• _Actions to take_:
1. In the shared care records text, write out the part that begins at the words "8. Attend any" and ends after "ShCR FAQ webpage.", renaming each "patient" as "service user".
2. Say whether each statement agrees with the shared care records text. Answer yes or no, and quote the words from the text that settle it.
(a) The PRSB is working with NHS England to support LHCREs.
(b) LPC representatives and CP ITG reached their agreement at a spring 2021 meeting.
(c) A template form for the whitelisting process can be obtained by contacting it@cpe.org.uk.
3. Carry on the shared care records text from its last sentence.
::: Extract to read :::
If the records information is stored within the ‘nww’ area of the internet given that community pharmacies do not yet have access blanket access then the supplier’s aggregator may need to whitelist the relevant nww addresses. A list of pharmacy aggregators is found at: HSCN/N3/aggregators. If your system supplier is managing your HSCN/N3 connection they can contact the aggregator to ask that relevant nww addresses are fully whitelisted. Your pharmacy system supplier might also need to whitelist addresses as well. For a template form contact it@cpe.org.uk to assist with this process. The ShCR managers may need to provide a complete and stable list of nww addresses for the aggregators to use.

ShCR recent and future events

(No other upcoming events have been reported to Community Pharmacy England as occurring soon/recently.)

Please contact Community Pharmacy England’s IT team if there is an upcoming records event that is open to volunteers, and which can be listed here.

Actions and guidance for LPCs, contractors and others supporting the ShCR agenda

A group of LPC representatives and CP ITG agreed during a summer 2021 meeting that LPCs which had not yet done so should identify and confirm to Community Pharmacy England their local ShCR projects.

ShCR next steps for LPCs are:

  1. Identify the ShCR project team from the List of records systems;
  2. Confirm the ShCR internally within the LPC and onto the CP ITG / LPCs ShCR spreadsheet (which Community Pharmacy England circulated to LPCs);
  3. Learn about case studies such as: Dorset Care Record ShCR pharmacy access case study; East London Patient Record (eLPR) pharmacy case studyand the recently published Somerset Shared Care Record case study (SIDeR);
  4. Review the ShCR request letter (see Community Pharmacy England/RPS ShCRs/SCR letter to NHS orgs about records access);
  5. Contact the ShCR project team and local partners to find out how to get involved and relevant ShCR contact points (a template letter can be obtained by contacting it@cpe.org.uk);
  6. Use guidance to inform engagement i.e. the ‘Planning pharmacy access briefing’ and this webpage;
  7. Request technical info for pharmacy whitelisting: ask the local ShCR project to have its technical lead forward information to the LPC and it@cpe.org.uk (ShCR web address(es); ip address; and ip port number) so that suppliers, aggregators can be asked to whitelist at their end within the next round of whitelisting.
  8. Attend any local or national ShCR event opporunities.

If you have questions about these steps you may request clarification by contacting it@cpe.org.uk.

Standards

The Professional Record Standards Body (PRSB) is working with NHS England to support LHCREs. This work aims to standardise the core information that’s shared in a local health and care record so that the information that’s needed by health and care professionals can be available at the right time to better support patient care. PRSB’s view is that it is also important that information can be easily accessed even if a patient is in a different part of the country.

PRSB explain their intention with the development of their standard for a local records core dataset.

Frequently asked questions on the topic have been answered on their PRSB ShCR FAQ webpage.
::: Extracted records :::
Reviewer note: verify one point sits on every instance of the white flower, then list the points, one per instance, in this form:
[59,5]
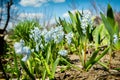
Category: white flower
[35,34]
[86,20]
[115,38]
[69,37]
[23,50]
[55,34]
[63,52]
[26,53]
[19,47]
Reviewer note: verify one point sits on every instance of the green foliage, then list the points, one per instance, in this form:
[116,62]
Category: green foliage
[22,30]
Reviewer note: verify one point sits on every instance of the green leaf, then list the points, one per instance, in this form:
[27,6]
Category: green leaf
[110,15]
[102,54]
[27,71]
[107,24]
[90,62]
[55,66]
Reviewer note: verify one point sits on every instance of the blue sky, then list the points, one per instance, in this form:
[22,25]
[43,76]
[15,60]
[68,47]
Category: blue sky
[59,7]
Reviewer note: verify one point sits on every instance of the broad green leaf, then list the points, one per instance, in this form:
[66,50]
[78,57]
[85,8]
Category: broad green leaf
[55,66]
[110,15]
[90,62]
[27,71]
[107,25]
[101,55]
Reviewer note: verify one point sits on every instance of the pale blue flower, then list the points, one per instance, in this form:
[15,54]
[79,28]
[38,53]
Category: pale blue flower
[35,34]
[69,37]
[20,48]
[115,38]
[63,52]
[55,34]
[26,53]
[86,20]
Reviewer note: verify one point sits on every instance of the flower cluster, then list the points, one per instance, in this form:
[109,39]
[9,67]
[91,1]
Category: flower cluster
[69,37]
[115,38]
[39,36]
[86,20]
[55,34]
[35,34]
[20,48]
[63,52]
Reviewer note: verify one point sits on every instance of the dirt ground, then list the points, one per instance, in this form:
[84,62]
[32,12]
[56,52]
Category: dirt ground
[97,72]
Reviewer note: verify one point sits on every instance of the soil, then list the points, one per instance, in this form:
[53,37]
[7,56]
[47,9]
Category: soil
[97,72]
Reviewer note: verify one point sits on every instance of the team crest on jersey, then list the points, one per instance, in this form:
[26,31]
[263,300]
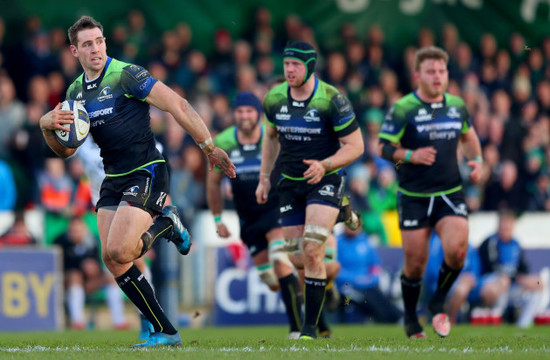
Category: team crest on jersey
[105,94]
[283,113]
[236,156]
[453,113]
[423,115]
[342,103]
[132,191]
[312,115]
[327,190]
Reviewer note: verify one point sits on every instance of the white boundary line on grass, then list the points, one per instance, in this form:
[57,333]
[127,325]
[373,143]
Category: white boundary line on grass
[293,348]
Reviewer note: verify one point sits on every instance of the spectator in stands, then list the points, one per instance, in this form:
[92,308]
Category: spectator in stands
[359,277]
[84,275]
[8,191]
[540,197]
[18,234]
[12,113]
[56,191]
[505,277]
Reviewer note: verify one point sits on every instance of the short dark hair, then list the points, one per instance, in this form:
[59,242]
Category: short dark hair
[85,22]
[429,52]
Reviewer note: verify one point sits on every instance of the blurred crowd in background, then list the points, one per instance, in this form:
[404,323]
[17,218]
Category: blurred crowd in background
[506,87]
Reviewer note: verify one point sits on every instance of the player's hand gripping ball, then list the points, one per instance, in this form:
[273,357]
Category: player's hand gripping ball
[77,132]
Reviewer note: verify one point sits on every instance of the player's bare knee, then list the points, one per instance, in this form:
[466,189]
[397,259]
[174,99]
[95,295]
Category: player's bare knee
[268,277]
[315,237]
[278,256]
[297,261]
[119,255]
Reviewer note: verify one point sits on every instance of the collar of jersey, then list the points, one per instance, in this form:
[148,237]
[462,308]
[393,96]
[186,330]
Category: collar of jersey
[306,102]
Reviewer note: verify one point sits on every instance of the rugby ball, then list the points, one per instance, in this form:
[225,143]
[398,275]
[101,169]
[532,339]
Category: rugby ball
[77,132]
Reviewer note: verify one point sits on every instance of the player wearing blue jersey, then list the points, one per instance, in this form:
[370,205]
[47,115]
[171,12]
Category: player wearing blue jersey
[421,132]
[117,96]
[313,127]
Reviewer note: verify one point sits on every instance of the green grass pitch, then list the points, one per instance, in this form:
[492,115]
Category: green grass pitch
[269,342]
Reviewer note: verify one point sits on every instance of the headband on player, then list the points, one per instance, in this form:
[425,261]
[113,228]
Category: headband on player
[303,52]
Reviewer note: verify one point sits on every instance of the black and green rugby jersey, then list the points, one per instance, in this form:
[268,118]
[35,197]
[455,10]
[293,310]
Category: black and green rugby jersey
[247,158]
[409,122]
[119,115]
[308,129]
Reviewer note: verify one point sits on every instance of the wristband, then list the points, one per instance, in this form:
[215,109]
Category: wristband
[408,156]
[327,164]
[207,146]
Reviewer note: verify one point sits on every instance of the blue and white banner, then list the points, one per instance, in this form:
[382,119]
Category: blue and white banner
[242,298]
[30,289]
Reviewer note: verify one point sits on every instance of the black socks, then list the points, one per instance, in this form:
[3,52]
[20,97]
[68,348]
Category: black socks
[314,300]
[140,292]
[293,299]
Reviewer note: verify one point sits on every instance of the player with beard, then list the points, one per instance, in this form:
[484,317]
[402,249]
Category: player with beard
[313,127]
[421,133]
[260,229]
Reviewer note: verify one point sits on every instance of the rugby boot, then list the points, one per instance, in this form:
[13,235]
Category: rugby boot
[414,330]
[161,339]
[146,330]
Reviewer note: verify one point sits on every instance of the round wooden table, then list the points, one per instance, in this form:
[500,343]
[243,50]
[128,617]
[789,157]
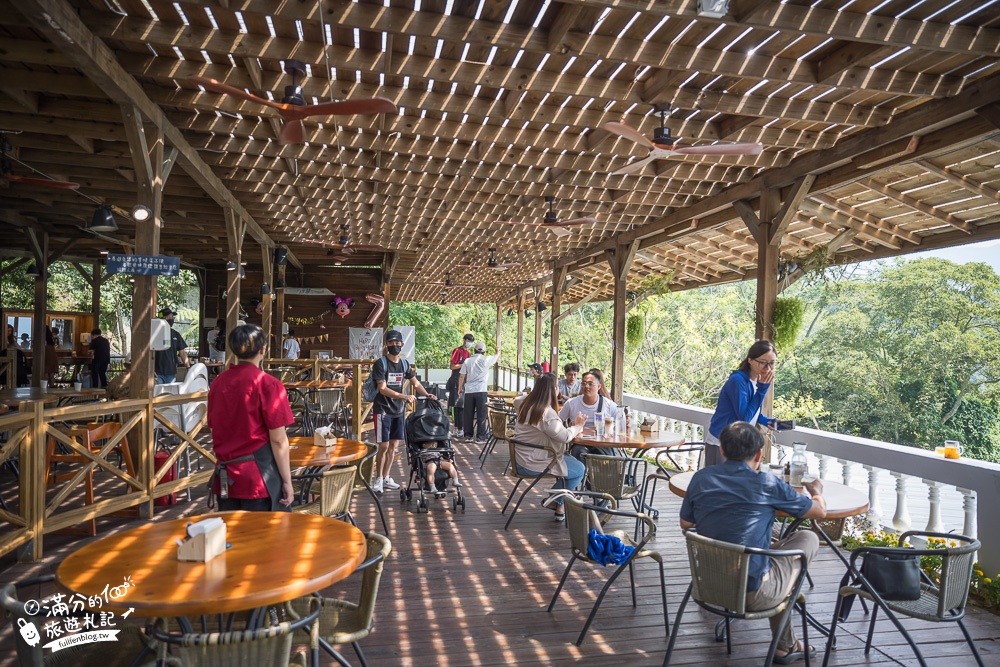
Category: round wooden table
[841,501]
[304,453]
[275,557]
[637,440]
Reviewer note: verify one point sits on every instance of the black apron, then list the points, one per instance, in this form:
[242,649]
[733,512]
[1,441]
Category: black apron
[263,456]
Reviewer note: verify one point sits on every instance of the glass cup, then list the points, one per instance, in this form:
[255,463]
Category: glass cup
[952,449]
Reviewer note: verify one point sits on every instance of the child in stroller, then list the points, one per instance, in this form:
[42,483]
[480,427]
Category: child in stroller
[431,456]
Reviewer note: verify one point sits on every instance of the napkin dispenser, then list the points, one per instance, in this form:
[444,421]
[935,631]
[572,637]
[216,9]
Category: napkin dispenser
[205,540]
[324,437]
[650,426]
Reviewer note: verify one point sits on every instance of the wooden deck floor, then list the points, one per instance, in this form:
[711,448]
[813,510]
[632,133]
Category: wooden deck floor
[458,590]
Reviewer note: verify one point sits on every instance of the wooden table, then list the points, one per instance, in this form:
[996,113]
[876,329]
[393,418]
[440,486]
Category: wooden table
[275,557]
[841,501]
[637,440]
[303,453]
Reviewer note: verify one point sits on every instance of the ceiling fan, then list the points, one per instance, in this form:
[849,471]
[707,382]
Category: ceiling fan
[491,263]
[664,146]
[293,107]
[7,172]
[551,221]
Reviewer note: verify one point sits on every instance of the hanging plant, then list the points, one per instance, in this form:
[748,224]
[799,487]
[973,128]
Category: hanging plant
[635,328]
[788,314]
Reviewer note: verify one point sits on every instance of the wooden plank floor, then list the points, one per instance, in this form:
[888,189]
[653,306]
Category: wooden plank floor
[459,590]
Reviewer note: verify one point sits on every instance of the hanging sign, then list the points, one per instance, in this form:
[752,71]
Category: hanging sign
[144,265]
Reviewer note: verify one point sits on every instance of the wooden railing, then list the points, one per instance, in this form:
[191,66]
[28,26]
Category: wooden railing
[44,507]
[942,494]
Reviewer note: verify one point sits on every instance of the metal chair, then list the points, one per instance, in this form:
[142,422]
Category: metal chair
[335,494]
[943,602]
[512,443]
[270,645]
[719,573]
[581,518]
[341,621]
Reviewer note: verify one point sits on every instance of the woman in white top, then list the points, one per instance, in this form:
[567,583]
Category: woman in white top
[538,423]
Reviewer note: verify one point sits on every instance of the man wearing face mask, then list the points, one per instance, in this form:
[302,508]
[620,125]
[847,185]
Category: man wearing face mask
[165,361]
[458,357]
[389,407]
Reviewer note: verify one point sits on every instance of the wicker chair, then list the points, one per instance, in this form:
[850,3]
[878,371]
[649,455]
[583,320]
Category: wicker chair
[270,645]
[336,491]
[941,603]
[343,622]
[719,573]
[511,444]
[580,519]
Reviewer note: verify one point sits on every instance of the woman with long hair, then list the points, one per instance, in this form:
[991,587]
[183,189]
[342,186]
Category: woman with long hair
[742,396]
[538,423]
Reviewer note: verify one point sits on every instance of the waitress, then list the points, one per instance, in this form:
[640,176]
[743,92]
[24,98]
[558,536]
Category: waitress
[742,396]
[248,411]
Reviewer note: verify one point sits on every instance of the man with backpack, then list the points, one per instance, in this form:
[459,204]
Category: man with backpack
[389,407]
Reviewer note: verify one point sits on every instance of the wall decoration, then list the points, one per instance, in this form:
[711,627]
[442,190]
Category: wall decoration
[379,301]
[343,306]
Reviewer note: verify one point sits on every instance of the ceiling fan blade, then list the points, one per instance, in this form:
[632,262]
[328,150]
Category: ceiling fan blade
[721,149]
[360,106]
[41,182]
[292,132]
[219,87]
[626,132]
[633,167]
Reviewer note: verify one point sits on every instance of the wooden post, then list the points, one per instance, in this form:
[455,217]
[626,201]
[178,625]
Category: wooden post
[558,280]
[33,480]
[620,261]
[147,158]
[267,299]
[519,363]
[234,237]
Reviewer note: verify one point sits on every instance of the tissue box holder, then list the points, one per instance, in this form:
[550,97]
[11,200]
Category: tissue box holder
[204,547]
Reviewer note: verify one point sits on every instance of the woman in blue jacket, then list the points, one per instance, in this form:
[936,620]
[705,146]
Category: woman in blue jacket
[742,396]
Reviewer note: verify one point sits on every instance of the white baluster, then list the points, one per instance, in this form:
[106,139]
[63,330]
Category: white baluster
[969,503]
[934,523]
[874,506]
[901,519]
[846,467]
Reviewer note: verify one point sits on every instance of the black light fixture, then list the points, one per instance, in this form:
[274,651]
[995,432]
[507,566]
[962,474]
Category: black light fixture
[141,213]
[103,220]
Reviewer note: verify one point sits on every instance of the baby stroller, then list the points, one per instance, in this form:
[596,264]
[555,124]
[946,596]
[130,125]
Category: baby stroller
[429,424]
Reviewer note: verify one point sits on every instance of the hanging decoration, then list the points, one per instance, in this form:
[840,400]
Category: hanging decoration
[343,306]
[379,301]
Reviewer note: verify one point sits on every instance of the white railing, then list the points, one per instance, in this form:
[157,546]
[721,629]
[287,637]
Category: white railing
[925,491]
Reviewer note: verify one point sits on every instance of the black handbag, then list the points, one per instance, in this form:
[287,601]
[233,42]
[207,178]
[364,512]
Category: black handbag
[893,576]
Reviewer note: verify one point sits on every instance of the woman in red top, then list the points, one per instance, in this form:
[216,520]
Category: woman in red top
[248,411]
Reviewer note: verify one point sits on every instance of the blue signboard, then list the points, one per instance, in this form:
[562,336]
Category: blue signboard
[144,265]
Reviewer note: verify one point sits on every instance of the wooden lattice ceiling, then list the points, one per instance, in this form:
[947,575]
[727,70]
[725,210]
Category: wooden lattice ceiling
[887,111]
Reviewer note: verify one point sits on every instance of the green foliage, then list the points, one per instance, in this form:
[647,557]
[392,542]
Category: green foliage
[788,314]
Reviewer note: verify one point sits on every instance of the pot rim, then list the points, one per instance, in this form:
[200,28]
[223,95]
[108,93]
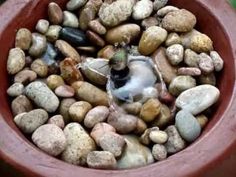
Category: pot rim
[38,163]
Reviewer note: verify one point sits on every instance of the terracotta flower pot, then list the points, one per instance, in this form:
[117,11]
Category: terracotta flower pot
[19,157]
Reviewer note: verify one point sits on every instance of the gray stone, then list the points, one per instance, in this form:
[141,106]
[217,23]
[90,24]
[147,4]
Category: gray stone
[42,96]
[101,160]
[50,138]
[174,143]
[180,84]
[187,125]
[198,99]
[135,154]
[75,4]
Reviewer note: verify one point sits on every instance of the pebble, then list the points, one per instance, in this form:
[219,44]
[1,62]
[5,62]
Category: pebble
[15,90]
[148,22]
[57,120]
[87,14]
[197,41]
[70,20]
[79,144]
[158,137]
[42,96]
[42,26]
[141,127]
[202,120]
[54,81]
[157,4]
[174,143]
[39,45]
[163,118]
[106,52]
[97,27]
[142,9]
[64,108]
[123,123]
[96,115]
[67,50]
[113,143]
[25,76]
[50,138]
[159,152]
[75,4]
[165,10]
[167,70]
[78,110]
[180,84]
[189,71]
[123,34]
[53,33]
[198,99]
[115,13]
[151,39]
[191,58]
[99,130]
[179,21]
[95,39]
[150,110]
[30,121]
[23,39]
[39,67]
[15,61]
[73,36]
[69,72]
[55,13]
[65,91]
[217,61]
[96,70]
[207,79]
[132,108]
[175,54]
[206,63]
[88,92]
[101,160]
[21,104]
[172,38]
[187,125]
[135,154]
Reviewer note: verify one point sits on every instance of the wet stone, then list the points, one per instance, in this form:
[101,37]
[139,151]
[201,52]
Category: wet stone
[70,20]
[42,26]
[39,45]
[95,39]
[53,33]
[97,27]
[55,13]
[23,39]
[73,36]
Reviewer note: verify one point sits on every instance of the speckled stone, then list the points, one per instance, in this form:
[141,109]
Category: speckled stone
[187,125]
[42,96]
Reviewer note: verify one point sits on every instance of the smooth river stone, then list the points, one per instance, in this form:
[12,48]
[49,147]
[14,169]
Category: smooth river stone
[73,36]
[135,154]
[42,96]
[197,99]
[187,125]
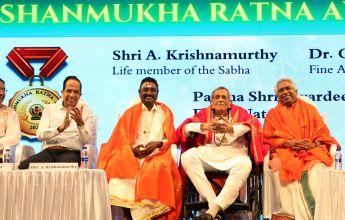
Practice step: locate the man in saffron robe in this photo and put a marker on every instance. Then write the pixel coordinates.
(143, 177)
(299, 142)
(221, 132)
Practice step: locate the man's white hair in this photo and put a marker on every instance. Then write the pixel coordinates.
(283, 80)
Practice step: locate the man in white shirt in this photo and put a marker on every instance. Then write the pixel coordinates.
(64, 128)
(222, 146)
(9, 123)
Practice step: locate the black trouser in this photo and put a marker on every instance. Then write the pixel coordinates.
(52, 156)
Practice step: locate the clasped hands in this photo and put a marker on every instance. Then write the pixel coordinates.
(72, 113)
(218, 125)
(304, 144)
(141, 151)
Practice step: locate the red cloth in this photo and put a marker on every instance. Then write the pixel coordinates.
(301, 121)
(239, 116)
(158, 177)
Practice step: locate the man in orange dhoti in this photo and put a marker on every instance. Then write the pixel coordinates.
(143, 177)
(299, 142)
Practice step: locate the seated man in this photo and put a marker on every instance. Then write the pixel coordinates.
(299, 141)
(221, 128)
(143, 176)
(64, 128)
(9, 123)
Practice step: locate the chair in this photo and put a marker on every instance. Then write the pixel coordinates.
(249, 200)
(92, 147)
(270, 196)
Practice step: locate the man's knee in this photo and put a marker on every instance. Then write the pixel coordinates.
(69, 157)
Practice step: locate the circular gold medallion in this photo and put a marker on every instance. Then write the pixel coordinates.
(29, 104)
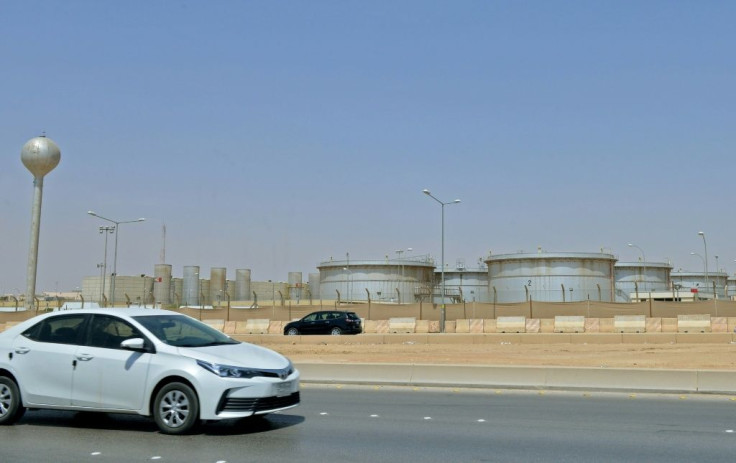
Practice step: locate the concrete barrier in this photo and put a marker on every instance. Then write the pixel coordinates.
(254, 326)
(629, 323)
(511, 325)
(402, 325)
(699, 323)
(276, 327)
(569, 324)
(522, 377)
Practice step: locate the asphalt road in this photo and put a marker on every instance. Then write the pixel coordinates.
(373, 424)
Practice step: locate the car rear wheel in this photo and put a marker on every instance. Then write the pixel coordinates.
(176, 408)
(11, 407)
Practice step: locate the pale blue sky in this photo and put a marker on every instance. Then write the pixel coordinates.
(273, 135)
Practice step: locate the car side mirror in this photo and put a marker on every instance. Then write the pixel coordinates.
(134, 344)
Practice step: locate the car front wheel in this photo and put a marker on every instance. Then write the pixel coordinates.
(176, 408)
(11, 407)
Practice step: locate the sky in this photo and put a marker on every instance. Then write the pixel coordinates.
(274, 135)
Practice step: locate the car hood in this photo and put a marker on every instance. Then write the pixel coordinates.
(242, 354)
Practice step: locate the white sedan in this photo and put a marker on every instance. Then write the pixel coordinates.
(144, 361)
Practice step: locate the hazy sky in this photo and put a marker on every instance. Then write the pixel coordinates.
(272, 135)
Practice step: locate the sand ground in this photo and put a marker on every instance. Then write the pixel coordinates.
(664, 356)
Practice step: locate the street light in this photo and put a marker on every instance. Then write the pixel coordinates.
(701, 258)
(644, 257)
(106, 230)
(442, 308)
(115, 259)
(705, 247)
(401, 265)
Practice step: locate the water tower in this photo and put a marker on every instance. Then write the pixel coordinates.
(40, 155)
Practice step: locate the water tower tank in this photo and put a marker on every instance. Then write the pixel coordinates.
(242, 285)
(162, 284)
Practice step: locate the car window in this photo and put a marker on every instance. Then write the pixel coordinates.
(183, 331)
(64, 329)
(108, 332)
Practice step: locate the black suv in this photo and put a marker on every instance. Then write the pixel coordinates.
(326, 322)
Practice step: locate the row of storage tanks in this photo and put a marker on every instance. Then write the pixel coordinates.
(508, 278)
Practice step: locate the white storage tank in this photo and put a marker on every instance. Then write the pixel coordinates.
(218, 278)
(191, 287)
(641, 277)
(242, 285)
(387, 280)
(551, 277)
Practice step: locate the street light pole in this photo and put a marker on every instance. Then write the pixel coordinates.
(705, 247)
(442, 272)
(115, 258)
(643, 256)
(701, 258)
(106, 230)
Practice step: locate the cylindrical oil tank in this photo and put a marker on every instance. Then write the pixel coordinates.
(136, 290)
(551, 277)
(295, 286)
(469, 285)
(640, 277)
(191, 287)
(218, 278)
(242, 285)
(699, 283)
(313, 286)
(162, 284)
(398, 281)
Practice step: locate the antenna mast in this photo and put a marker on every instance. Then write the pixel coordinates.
(162, 256)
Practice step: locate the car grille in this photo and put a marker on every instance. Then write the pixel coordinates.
(257, 405)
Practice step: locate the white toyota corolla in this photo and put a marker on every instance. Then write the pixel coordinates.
(146, 361)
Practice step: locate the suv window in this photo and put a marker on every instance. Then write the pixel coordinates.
(59, 330)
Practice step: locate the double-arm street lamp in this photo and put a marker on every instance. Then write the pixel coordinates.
(106, 230)
(442, 307)
(115, 258)
(705, 248)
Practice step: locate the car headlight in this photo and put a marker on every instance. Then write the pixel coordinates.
(228, 371)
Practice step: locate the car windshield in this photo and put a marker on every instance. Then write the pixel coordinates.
(183, 331)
:::
• _Answers in order_:
1.
8. Attend any local or national ShCR event opporunities.

If you have questions about these steps you may request clarification by contacting it@cpe.org.uk.

Standards

The Professional Record Standards Body (PRSB) is working with NHS England to support LHCREs. This work aims to standardise the core information that’s shared in a local health and care record so that the information that’s needed by health and care professionals can be available at the right time to better support service user care. PRSB’s view is that it is also important that information can be easily accessed even if a service user is in a different part of the country.

PRSB explain their intention with the development of their standard for a local records core dataset.

Frequently asked questions on the topic have been answered on their PRSB ShCR FAQ webpage.

2.
(a) Yes: "The Professional Record Standards Body (PRSB) is working with NHS England to support LHCREs."
(b) No: "A group of LPC representatives and CP ITG agreed during a summer 2021 meeting"
(c) Yes: "For a template form contact it@cpe.org.uk to assist with this process."

3.
IG and regulatory

IG framework for ShCRs

NHS Transformation Directorate with the support of a ShCR IG steering group has developed a ShCR IG framework (first published September 2021). The framework is intended to help Integrated Care Systems (ICSs), ShCR project teams, LPCs and others demonstrate compliance with the law, gain trust from patients and provide consistency of approach and reduce burden for patients and healthcare professionals. Community Pharmacy England has pressed for the framework to be compatible with the principle that information that’s needed by health and care professionals can be available at the right time to better support patient care.

LPCs, where required, can contact Community Pharmacy England’s IT team if they become aware of ShCR managers that state to LPCs in writing that IG reasoning is delaying pharmacy access to ShCR information. Community Pharmacy England can use such email examples during its discussions with the NHS Transformation Directorate ShCR and data policy teams.

Data sharing agreements

The NHS Transformation Directorate ShCR framework advises that data sharing agreements can support all those involved with populating or using a local Shared Care Record systems.

Signatories might include: the ShCR project team, the integrated care board (ICB), health and care organisations (individually or collectively).

An LPC may consider approving of a data sharing agreement on behalf of the contractors within its area depending on the content, although use of ShCR would be voluntary for each contractor, and it may be that the ShCR would need for each pharmacy to individually sign the agreement.

Information Commissioner’s Office (ICO) advice on data sharing agreements is that these should use “clear, concise language that is easy to understand”, although feedback to Community Pharmacy England is that this is not yet always the case within all ShCR areas.

The NHS Transformation Directorate ShCR framework references an NHS template data sharing agreement which might be used for ShCR or other purposes.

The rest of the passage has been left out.